- SHORT PROBLEM: Which lines of the listing below contain the word "drysuit"? Locate each one and copy it out.

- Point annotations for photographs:
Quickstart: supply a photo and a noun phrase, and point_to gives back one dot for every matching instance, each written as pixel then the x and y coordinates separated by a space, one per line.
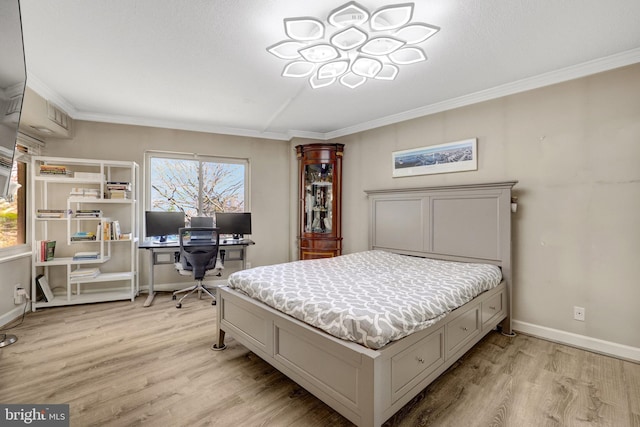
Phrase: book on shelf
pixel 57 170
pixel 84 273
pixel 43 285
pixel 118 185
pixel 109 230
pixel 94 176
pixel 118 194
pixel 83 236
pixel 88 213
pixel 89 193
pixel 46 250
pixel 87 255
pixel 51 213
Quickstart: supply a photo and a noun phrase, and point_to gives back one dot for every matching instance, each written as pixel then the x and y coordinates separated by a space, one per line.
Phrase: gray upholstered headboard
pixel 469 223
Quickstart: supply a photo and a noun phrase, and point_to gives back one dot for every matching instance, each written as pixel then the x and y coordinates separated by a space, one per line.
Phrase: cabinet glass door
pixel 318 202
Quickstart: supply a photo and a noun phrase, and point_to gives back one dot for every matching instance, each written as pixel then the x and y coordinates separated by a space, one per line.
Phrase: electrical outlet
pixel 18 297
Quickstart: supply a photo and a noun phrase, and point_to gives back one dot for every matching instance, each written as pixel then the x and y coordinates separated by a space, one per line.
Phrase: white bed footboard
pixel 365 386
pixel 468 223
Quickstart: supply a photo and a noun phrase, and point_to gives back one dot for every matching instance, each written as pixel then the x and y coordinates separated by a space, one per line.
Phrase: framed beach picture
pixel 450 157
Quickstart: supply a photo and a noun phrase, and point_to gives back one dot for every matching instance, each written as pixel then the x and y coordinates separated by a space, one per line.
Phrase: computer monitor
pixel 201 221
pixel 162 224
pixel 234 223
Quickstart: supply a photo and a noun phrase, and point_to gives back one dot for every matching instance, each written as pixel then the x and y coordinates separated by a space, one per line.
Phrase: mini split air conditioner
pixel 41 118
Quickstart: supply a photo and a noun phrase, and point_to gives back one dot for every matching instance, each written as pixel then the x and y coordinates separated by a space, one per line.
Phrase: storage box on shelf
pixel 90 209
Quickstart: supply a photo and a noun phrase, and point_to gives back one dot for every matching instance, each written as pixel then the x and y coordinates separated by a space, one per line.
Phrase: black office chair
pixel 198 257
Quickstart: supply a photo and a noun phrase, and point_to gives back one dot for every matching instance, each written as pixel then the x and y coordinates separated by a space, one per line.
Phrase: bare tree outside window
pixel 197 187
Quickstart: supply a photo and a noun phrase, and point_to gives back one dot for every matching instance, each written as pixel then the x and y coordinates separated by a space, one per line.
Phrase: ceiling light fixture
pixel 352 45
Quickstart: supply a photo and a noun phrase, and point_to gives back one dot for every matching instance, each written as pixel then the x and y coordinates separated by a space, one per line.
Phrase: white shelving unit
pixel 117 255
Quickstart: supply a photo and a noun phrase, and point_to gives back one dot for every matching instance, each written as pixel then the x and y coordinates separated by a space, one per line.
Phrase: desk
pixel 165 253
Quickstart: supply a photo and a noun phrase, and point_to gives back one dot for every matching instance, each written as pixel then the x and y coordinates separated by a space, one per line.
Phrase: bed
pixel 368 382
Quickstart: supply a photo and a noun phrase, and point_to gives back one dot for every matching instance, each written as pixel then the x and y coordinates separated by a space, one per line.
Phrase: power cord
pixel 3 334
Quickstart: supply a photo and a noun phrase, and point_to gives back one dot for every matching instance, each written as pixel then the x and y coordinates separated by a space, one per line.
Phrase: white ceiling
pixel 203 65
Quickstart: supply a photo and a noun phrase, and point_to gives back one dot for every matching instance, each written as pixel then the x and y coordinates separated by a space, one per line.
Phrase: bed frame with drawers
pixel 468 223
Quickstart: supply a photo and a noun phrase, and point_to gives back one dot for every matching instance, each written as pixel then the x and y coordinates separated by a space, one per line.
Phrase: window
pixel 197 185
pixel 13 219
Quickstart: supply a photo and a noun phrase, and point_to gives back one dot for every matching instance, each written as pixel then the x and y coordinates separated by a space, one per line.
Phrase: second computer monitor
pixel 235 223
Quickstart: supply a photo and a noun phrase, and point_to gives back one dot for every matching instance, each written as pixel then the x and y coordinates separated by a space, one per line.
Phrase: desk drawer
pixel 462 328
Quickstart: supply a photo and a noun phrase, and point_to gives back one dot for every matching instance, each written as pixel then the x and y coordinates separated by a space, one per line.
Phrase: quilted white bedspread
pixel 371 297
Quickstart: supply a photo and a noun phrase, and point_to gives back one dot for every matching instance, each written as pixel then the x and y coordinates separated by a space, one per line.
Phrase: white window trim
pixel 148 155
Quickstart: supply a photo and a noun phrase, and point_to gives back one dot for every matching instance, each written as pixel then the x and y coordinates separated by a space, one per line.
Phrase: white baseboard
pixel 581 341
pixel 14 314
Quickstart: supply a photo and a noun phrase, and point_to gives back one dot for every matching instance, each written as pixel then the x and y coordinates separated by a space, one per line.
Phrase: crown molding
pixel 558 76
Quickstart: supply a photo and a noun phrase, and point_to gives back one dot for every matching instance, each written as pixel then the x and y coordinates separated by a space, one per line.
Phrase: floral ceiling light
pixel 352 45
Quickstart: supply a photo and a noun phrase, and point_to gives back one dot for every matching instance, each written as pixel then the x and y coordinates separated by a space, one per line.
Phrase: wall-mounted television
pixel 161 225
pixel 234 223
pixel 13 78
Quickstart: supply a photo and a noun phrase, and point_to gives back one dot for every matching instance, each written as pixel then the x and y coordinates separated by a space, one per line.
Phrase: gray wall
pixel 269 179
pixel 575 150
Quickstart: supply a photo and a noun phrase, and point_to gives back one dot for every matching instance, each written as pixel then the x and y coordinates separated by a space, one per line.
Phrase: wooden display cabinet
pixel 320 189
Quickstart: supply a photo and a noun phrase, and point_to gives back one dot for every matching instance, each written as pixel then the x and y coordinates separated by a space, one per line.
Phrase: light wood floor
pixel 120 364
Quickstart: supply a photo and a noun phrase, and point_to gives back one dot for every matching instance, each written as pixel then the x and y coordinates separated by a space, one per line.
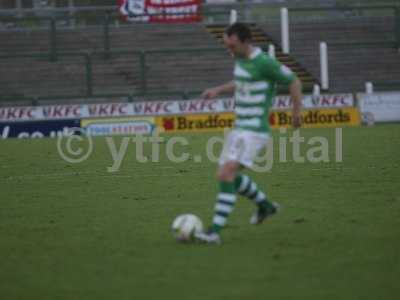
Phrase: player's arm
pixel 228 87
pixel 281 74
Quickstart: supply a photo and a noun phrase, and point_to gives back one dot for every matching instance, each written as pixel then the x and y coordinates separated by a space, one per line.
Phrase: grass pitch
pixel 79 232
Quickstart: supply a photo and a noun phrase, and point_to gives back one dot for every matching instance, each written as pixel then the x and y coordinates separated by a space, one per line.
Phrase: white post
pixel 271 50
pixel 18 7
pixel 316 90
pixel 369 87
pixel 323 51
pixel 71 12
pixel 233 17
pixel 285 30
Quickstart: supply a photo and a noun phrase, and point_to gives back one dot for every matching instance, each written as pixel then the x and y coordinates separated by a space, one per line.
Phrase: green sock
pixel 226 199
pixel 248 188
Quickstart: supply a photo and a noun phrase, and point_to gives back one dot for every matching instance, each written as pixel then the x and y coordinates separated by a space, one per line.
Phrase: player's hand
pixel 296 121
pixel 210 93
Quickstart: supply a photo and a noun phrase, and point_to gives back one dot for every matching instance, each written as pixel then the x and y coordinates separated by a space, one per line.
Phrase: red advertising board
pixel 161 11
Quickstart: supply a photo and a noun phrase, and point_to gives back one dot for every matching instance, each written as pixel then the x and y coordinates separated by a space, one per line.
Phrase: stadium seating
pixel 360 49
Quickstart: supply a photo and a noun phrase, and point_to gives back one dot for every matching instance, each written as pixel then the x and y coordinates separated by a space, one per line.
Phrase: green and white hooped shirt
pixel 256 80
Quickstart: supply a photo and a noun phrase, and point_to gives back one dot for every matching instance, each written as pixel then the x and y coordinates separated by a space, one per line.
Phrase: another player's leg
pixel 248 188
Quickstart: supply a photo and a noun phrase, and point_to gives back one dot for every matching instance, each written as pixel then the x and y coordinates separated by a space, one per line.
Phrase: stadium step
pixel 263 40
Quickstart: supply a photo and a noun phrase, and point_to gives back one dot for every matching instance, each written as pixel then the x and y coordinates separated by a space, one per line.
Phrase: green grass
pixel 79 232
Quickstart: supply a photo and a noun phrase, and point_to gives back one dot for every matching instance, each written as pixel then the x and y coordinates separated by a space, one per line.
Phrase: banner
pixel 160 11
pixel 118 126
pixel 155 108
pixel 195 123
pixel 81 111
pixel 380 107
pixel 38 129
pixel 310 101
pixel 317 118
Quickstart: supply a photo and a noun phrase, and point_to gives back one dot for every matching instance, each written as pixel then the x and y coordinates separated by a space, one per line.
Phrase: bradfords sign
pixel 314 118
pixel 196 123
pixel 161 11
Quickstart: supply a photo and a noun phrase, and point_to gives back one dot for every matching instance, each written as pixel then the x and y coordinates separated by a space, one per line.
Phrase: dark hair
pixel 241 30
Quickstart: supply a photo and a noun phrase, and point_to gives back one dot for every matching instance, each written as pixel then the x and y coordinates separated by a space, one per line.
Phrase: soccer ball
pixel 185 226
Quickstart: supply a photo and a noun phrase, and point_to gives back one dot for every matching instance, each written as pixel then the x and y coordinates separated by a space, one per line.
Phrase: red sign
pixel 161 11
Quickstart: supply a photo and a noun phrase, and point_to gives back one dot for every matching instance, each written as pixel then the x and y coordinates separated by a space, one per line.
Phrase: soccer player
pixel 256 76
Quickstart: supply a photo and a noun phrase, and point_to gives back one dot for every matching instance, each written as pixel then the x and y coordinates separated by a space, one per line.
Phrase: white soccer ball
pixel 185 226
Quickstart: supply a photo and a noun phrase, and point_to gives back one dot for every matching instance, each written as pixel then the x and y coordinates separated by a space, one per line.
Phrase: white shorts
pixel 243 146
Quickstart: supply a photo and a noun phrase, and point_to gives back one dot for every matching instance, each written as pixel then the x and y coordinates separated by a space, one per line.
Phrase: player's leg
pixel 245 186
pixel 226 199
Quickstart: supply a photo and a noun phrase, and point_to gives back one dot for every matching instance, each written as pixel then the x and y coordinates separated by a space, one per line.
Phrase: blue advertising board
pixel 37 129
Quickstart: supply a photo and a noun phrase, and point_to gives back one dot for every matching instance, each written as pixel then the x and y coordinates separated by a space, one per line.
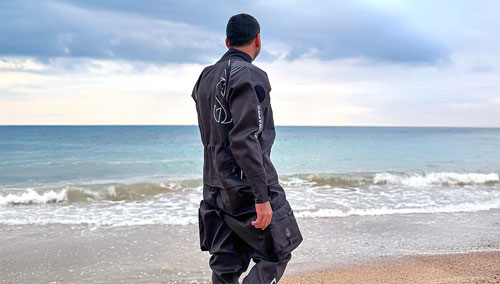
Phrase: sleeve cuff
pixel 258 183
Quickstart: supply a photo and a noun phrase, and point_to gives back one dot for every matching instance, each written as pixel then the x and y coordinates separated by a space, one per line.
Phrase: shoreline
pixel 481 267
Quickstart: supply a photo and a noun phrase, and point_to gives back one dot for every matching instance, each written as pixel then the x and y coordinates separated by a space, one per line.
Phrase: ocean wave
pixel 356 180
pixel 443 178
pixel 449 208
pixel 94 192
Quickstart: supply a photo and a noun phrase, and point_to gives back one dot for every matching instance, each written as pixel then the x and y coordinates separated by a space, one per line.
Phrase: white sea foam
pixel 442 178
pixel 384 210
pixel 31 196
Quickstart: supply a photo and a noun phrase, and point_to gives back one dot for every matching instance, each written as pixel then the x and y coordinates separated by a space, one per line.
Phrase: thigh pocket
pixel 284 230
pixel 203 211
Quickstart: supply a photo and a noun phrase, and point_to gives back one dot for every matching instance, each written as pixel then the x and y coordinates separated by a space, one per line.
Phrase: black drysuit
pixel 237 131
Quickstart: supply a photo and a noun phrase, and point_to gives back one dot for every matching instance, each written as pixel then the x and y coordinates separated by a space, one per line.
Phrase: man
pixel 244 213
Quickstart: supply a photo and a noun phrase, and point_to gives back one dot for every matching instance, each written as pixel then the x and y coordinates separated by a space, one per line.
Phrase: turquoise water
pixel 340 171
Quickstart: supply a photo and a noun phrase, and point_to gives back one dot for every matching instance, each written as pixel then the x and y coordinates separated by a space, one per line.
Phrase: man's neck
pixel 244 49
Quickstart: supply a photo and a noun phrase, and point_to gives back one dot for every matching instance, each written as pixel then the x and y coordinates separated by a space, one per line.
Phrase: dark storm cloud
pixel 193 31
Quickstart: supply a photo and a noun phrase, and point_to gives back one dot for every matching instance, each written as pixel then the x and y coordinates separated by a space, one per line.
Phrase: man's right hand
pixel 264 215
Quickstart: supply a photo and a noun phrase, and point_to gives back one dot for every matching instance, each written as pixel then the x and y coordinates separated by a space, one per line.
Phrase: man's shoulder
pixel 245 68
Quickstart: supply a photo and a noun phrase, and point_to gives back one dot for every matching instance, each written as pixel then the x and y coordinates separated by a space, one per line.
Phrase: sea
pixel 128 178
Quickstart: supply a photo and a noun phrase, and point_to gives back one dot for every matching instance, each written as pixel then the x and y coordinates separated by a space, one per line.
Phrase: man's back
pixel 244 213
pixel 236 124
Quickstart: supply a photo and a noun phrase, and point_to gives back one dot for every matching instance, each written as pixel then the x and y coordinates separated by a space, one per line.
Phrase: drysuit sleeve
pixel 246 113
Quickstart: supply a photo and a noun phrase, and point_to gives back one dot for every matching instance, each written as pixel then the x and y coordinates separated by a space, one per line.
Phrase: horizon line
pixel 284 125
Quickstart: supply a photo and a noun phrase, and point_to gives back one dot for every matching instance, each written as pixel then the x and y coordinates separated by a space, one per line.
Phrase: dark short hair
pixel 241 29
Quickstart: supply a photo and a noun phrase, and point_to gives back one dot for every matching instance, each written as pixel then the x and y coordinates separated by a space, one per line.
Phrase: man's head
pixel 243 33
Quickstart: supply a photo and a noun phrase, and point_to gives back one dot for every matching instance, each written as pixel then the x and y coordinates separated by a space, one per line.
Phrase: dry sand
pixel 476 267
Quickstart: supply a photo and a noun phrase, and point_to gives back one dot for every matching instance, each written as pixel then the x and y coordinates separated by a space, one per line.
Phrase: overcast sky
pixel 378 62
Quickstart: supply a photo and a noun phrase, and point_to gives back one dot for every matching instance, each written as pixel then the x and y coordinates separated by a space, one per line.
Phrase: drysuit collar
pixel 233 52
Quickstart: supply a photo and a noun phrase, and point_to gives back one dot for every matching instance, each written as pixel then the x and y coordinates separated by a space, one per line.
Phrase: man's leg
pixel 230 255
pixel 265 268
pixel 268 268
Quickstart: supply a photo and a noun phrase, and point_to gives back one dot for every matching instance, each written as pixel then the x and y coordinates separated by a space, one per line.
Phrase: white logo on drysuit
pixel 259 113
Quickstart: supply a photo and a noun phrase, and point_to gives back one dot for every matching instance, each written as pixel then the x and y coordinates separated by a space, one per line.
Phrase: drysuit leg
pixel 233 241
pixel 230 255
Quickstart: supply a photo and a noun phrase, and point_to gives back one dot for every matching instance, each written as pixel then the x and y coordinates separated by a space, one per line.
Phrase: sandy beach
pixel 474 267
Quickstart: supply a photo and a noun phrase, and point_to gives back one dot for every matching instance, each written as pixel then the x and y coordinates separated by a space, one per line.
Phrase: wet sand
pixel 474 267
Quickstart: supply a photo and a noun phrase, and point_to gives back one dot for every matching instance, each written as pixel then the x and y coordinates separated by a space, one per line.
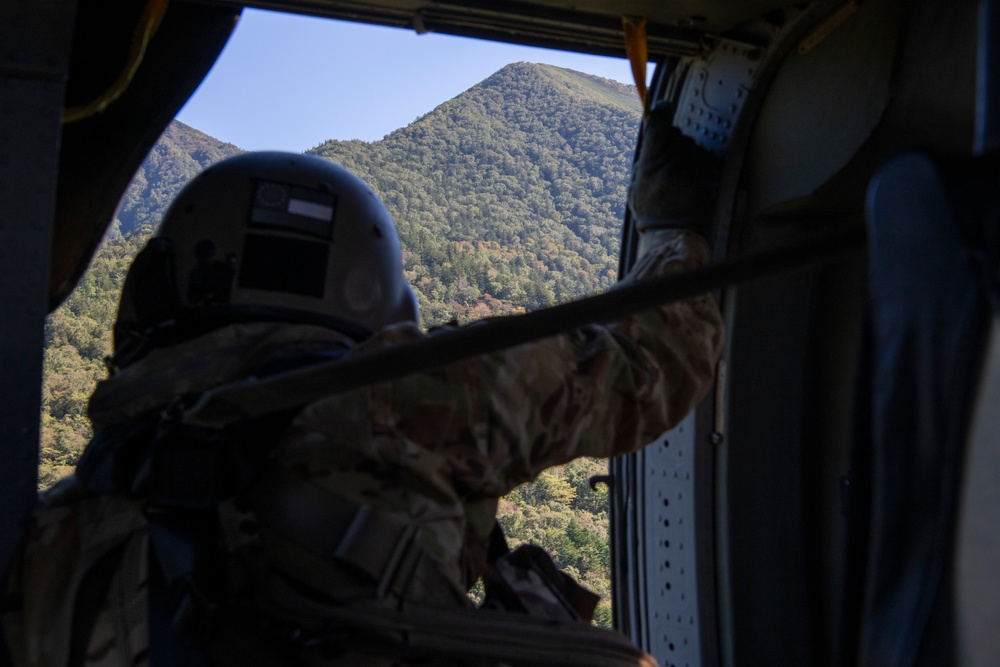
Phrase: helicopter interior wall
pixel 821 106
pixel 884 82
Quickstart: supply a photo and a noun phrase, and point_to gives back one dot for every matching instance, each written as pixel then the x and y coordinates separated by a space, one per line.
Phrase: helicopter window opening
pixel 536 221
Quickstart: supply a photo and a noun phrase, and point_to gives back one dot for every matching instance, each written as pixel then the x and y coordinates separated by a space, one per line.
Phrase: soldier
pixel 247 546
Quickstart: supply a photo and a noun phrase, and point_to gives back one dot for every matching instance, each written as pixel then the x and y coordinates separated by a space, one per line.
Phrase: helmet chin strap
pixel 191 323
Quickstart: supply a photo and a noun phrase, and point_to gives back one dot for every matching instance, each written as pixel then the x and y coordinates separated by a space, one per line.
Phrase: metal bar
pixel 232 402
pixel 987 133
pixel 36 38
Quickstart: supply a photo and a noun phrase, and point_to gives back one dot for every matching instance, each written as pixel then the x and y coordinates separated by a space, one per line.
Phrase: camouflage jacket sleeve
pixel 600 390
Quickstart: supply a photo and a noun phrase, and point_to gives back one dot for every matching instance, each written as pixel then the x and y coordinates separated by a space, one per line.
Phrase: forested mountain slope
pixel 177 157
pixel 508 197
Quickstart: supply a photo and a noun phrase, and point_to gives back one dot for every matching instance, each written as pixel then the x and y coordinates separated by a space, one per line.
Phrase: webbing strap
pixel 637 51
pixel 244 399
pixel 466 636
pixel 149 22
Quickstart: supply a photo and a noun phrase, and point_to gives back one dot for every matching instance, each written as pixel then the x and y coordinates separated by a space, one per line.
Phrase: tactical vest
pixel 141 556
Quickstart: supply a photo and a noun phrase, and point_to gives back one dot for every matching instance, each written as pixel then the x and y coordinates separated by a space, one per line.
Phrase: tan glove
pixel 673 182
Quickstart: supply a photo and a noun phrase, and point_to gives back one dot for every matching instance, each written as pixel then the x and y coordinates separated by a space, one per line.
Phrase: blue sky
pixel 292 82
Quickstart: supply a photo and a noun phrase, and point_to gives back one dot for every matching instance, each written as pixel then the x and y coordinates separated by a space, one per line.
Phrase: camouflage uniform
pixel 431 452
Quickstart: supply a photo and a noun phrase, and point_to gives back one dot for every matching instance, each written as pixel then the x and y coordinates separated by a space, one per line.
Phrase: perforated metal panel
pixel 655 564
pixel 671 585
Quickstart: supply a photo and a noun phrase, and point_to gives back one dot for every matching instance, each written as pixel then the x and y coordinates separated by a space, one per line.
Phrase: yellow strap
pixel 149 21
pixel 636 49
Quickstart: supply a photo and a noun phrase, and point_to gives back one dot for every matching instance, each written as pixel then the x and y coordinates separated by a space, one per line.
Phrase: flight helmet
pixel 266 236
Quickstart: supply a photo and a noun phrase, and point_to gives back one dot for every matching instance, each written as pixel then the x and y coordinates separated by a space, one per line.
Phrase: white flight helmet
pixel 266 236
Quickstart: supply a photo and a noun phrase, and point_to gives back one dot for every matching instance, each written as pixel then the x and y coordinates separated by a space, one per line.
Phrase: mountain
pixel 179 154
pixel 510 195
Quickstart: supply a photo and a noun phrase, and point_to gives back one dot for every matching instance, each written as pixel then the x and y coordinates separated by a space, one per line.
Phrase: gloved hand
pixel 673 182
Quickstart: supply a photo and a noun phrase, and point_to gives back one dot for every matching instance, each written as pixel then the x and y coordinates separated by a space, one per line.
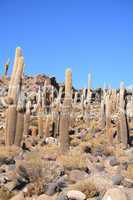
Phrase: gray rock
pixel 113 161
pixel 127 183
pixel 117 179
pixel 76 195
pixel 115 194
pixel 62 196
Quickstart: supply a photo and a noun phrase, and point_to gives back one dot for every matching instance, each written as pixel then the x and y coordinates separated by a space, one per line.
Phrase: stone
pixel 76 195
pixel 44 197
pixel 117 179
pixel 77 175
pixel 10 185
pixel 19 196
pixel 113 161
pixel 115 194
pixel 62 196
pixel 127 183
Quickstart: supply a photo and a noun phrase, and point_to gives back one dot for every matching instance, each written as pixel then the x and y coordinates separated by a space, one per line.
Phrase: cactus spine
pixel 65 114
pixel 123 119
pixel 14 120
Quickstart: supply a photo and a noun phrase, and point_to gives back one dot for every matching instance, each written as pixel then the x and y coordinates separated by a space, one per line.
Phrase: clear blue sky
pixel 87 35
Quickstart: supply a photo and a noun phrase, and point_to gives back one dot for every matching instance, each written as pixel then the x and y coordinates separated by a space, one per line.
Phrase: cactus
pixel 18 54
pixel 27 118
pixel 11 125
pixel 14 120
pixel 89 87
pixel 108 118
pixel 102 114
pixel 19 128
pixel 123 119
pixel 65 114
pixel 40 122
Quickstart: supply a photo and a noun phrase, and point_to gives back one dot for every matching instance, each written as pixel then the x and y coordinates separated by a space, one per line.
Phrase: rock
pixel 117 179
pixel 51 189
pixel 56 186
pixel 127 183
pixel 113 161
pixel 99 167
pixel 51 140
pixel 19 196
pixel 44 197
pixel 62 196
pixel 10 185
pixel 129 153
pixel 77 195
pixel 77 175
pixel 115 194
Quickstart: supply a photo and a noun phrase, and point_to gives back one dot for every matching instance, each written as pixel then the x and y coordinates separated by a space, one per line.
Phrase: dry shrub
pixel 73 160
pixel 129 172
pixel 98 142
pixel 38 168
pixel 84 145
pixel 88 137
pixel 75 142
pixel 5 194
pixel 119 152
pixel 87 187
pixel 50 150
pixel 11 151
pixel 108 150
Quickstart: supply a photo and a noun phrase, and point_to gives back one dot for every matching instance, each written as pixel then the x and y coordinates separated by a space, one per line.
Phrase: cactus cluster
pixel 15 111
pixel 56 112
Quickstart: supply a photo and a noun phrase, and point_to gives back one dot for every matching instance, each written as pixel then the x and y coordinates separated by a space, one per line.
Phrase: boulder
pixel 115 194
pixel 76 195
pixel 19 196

- RESULT:
Phrase: black drysuit
Phrase: drysuit sleeve
Phrase: drysuit collar
Phrase: white logo on drysuit
Phrase: drysuit leg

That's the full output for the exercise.